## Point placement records
-- begin --
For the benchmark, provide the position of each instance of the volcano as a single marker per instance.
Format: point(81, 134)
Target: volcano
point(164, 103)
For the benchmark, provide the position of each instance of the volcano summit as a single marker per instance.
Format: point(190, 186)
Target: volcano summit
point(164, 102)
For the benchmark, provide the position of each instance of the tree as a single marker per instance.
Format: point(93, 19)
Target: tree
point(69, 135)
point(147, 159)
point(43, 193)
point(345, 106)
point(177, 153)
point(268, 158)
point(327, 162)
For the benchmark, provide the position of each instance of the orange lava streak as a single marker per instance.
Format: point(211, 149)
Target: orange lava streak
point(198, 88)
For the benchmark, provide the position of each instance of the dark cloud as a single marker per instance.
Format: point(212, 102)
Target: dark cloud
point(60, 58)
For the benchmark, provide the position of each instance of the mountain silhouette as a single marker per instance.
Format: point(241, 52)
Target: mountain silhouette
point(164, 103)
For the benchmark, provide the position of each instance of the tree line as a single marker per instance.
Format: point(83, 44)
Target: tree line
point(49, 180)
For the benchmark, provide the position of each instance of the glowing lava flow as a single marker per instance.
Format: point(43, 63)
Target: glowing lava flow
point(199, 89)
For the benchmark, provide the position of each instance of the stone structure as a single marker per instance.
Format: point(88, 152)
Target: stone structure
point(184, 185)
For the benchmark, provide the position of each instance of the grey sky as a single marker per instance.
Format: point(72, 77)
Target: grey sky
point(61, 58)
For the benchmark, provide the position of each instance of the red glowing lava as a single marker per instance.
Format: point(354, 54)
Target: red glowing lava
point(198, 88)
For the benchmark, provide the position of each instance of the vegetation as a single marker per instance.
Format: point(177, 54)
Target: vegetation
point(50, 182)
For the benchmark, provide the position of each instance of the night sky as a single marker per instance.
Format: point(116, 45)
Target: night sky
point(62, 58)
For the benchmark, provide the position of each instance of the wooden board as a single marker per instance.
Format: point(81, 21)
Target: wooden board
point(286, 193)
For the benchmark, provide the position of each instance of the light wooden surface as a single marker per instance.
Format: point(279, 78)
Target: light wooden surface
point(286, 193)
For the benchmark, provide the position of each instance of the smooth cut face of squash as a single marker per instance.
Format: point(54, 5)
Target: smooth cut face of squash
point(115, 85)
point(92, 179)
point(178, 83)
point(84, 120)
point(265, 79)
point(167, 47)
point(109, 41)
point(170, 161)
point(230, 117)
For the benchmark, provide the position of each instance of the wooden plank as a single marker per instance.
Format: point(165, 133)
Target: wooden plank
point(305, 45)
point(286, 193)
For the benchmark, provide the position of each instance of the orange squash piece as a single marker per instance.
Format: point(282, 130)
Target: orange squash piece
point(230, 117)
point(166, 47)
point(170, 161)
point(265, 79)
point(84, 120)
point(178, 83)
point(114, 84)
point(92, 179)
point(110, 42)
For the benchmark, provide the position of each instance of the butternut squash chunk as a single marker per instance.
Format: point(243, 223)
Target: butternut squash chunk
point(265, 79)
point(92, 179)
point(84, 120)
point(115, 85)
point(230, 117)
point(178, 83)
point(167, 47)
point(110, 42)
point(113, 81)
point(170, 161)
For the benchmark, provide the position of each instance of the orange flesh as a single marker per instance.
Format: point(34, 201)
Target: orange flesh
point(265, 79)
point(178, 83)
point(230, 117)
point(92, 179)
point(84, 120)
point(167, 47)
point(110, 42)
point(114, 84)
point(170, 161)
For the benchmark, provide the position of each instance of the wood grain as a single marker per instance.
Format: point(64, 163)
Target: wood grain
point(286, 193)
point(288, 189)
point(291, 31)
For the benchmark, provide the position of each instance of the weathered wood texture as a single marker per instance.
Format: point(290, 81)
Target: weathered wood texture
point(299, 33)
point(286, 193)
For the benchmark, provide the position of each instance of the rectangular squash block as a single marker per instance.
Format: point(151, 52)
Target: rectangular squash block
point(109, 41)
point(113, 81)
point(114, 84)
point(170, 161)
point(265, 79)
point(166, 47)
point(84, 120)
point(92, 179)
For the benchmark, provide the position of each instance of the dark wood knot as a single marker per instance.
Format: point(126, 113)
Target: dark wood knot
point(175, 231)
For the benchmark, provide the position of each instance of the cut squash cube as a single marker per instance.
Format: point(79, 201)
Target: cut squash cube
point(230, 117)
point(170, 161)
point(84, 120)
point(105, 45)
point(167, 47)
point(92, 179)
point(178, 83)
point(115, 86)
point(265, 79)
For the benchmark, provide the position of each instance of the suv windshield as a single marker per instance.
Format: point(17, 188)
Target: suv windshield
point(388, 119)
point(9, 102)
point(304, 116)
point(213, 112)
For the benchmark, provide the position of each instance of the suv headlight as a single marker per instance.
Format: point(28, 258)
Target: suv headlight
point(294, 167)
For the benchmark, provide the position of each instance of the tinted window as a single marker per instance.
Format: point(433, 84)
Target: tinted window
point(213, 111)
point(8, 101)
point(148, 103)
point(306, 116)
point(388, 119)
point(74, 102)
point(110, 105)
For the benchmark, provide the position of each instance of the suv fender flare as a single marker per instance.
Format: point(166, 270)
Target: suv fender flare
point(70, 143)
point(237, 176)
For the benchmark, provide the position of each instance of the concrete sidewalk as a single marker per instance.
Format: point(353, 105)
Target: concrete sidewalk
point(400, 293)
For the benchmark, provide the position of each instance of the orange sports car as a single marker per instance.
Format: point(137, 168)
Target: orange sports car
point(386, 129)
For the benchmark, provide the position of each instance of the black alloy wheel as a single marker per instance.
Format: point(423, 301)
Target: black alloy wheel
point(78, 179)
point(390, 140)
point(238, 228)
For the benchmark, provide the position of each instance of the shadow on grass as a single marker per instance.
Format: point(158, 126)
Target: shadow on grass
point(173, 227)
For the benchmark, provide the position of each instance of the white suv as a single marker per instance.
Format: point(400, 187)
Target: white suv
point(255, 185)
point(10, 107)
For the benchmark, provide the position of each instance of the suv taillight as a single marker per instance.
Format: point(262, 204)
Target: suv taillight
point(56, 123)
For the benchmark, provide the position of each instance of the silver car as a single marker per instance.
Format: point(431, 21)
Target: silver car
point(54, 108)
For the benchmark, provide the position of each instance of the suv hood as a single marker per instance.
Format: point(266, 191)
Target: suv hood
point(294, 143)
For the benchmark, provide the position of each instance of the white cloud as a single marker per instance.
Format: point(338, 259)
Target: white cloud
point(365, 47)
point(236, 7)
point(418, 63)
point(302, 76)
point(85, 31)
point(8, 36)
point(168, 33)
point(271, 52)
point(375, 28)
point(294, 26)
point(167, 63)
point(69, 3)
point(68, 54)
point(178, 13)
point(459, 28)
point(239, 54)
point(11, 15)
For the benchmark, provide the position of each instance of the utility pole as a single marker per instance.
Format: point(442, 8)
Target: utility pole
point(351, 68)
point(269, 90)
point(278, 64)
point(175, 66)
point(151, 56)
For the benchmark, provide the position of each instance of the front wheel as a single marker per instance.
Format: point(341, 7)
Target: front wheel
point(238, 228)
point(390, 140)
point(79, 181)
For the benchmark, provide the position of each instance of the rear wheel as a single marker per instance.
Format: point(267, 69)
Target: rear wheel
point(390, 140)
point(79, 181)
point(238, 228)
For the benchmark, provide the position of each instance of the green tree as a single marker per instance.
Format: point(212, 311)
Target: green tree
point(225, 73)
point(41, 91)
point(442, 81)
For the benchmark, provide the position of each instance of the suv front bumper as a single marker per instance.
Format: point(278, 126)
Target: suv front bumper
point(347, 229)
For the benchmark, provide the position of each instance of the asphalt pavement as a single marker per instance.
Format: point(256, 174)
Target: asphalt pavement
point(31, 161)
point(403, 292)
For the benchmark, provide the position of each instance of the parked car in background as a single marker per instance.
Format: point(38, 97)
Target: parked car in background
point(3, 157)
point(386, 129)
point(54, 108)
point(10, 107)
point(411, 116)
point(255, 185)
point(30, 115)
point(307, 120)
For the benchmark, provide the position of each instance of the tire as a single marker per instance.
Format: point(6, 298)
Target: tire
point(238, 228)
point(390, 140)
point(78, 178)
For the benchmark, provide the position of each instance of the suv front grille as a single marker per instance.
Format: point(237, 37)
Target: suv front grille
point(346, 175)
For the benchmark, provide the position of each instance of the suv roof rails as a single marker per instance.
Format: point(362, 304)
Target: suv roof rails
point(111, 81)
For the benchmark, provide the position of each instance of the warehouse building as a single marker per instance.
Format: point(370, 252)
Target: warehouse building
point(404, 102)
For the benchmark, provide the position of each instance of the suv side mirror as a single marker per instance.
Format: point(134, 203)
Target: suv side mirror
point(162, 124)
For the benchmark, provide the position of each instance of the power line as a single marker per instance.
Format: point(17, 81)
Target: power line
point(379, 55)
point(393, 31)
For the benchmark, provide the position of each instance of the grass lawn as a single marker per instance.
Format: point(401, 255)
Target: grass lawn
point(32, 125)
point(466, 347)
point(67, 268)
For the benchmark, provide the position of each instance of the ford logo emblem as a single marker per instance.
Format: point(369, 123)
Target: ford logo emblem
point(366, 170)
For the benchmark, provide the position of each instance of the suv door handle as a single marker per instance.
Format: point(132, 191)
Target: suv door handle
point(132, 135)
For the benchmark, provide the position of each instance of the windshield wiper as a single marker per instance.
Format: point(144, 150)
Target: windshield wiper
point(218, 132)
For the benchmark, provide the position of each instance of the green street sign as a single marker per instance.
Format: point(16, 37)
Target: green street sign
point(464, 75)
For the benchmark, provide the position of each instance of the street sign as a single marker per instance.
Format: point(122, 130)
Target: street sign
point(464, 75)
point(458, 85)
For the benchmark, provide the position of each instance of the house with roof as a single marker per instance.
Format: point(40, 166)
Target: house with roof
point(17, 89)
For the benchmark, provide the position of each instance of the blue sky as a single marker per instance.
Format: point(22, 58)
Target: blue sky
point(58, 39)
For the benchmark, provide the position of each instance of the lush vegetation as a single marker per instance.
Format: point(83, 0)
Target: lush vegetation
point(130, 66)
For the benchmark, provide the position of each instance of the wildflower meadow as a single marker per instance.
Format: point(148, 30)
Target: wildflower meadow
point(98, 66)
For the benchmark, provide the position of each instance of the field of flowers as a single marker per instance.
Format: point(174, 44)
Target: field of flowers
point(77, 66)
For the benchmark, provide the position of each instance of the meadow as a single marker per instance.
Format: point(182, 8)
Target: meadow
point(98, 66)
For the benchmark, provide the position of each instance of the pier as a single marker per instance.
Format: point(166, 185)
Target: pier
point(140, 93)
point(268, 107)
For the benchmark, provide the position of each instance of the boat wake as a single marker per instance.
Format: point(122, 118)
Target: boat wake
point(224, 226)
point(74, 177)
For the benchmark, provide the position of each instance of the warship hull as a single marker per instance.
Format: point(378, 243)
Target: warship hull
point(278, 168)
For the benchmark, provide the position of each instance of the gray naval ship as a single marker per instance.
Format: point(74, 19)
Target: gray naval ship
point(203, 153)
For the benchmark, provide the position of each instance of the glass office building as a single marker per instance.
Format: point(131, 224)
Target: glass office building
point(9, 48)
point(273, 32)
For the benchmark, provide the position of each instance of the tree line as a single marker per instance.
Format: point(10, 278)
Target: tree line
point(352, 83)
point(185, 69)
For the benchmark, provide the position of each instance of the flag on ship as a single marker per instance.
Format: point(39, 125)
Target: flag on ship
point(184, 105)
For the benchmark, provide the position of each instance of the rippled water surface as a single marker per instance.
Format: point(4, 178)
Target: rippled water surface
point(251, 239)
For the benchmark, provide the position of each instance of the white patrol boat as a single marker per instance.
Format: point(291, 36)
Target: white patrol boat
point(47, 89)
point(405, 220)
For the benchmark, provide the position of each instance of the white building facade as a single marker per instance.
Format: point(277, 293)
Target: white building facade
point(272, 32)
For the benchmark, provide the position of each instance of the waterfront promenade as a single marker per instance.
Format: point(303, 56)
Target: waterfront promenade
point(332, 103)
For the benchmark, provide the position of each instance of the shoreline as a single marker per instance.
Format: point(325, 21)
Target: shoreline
-- end --
## Direction
Please return the entries above unchanged, starting with the line that contains "flare as a single marker per instance." and going on through the line that contains "point(237, 176)", with both of those lines included.

## Solved problem
For the benchmark, provide the position of each instance of the suv fender flare as a single marker per instance.
Format: point(166, 270)
Target: suv fender flare
point(70, 143)
point(237, 176)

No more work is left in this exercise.